-- Start --
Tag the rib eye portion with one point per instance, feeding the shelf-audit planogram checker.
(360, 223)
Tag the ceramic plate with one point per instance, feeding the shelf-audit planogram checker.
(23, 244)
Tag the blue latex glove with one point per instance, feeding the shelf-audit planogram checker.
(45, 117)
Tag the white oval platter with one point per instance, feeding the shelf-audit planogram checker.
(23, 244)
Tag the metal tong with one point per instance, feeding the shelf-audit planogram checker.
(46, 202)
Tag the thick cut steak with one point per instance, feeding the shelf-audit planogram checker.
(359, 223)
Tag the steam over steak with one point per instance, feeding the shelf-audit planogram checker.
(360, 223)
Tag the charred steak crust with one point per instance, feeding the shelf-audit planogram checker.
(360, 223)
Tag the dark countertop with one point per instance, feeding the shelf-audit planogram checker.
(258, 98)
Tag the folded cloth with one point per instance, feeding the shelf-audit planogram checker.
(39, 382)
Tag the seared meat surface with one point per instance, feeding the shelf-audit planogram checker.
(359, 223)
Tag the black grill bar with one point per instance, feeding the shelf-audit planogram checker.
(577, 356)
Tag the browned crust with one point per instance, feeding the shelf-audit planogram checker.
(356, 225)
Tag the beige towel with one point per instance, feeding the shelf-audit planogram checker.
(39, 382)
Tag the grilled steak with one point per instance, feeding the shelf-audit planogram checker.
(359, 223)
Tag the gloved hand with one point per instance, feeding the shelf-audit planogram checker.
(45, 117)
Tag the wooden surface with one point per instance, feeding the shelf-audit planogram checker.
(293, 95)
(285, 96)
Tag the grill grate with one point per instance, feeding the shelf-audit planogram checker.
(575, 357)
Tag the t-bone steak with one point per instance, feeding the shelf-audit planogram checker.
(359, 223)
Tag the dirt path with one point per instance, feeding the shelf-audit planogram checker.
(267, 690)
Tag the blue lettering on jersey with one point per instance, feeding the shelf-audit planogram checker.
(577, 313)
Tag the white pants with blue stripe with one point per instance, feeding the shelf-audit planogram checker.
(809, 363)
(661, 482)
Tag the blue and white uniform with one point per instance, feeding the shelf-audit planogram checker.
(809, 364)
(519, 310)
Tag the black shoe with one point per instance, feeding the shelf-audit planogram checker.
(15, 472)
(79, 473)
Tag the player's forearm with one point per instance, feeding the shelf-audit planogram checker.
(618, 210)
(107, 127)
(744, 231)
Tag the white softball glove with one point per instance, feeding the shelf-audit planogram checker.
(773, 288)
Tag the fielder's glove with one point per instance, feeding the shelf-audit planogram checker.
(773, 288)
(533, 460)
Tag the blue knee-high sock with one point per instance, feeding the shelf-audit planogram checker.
-- End --
Reproduce every line above word for word, in the same order.

Tag the rib eye portion with one point per instance, feeding the shelf-audit planogram checker.
(360, 223)
Tag the ceramic plate with one point per instance, feeding the shelf-audit planogram checker.
(23, 244)
Tag the blue latex glove with one point per instance, feeding the shelf-audit planogram checker.
(45, 117)
Tag the white oval platter with one point per instance, feeding the shelf-audit planogram checker.
(23, 244)
Tag the metal tong with one point per instance, feeding the shelf-audit planogram checker.
(46, 202)
Tag the thick cut steak with one point per instance, feeding the shelf-audit planogram checker.
(359, 223)
Tag the steam over steak with one point per instance, feeding the shelf-audit planogram checker.
(360, 223)
Tag the charred steak crust with one point per instance, feeding the shelf-audit planogram checker.
(360, 223)
Tag the dark countertop with one point per instance, feeding the shelf-audit planogram checker.
(258, 98)
Tag the folded cloth with one point per instance, feeding the shelf-audit planogram checker.
(39, 382)
Tag the seared meat surface with one point per instance, feeding the shelf-audit planogram checker.
(359, 223)
Tag the black grill bar with one point per instance, feeding the shelf-audit planogram checker.
(577, 356)
Tag the browned crust with one point per instance, feeding the shelf-audit planogram checker.
(356, 225)
Tag the beige towel with one point per instance, feeding the shelf-audit planogram checker.
(39, 382)
Tag the grilled steak with one point per instance, feeding the shelf-audit planogram checker.
(359, 223)
Tag the gloved hand with one point per instance, feeding the shelf-audit planogram checker.
(45, 117)
Tag the wooden surface with one point per instance, feeding the shelf-audit planogram checker.
(293, 95)
(285, 96)
Tag the grill grate with one point per instance, feeding the shelf-audit planogram checker.
(575, 357)
Tag the t-bone steak with one point per instance, feeding the shelf-audit planogram checker.
(359, 223)
Tag the dirt path with one point per instance, feeding the shelf-audit planogram checker.
(267, 690)
Tag the blue lettering on jersey with one point per instance, feeding the shelf-audit planogram checker.
(577, 313)
Tag the white pants with blue stripe with one point per instance, feeding the shelf-audit planogram checker.
(809, 363)
(661, 482)
Tag the blue and white uniform with one point per instance, feeding the shelf-audit planogram checker.
(809, 364)
(519, 310)
Tag the black shoe with one point per instance, feeding the shelf-audit planogram checker.
(15, 472)
(79, 473)
Tag the player's forearm with one point per instance, feeding the shelf-audit planogram checker.
(618, 210)
(107, 127)
(744, 231)
Tag the white softball glove with one point per instance, feeding the shelf-audit planogram checker.
(773, 288)
Tag the fielder's glove with one point per instance, feeding the shelf-audit planogram checker.
(773, 288)
(533, 460)
Tag the blue knee-high sock with one point per instance, feeding the shelf-audit planogram checker.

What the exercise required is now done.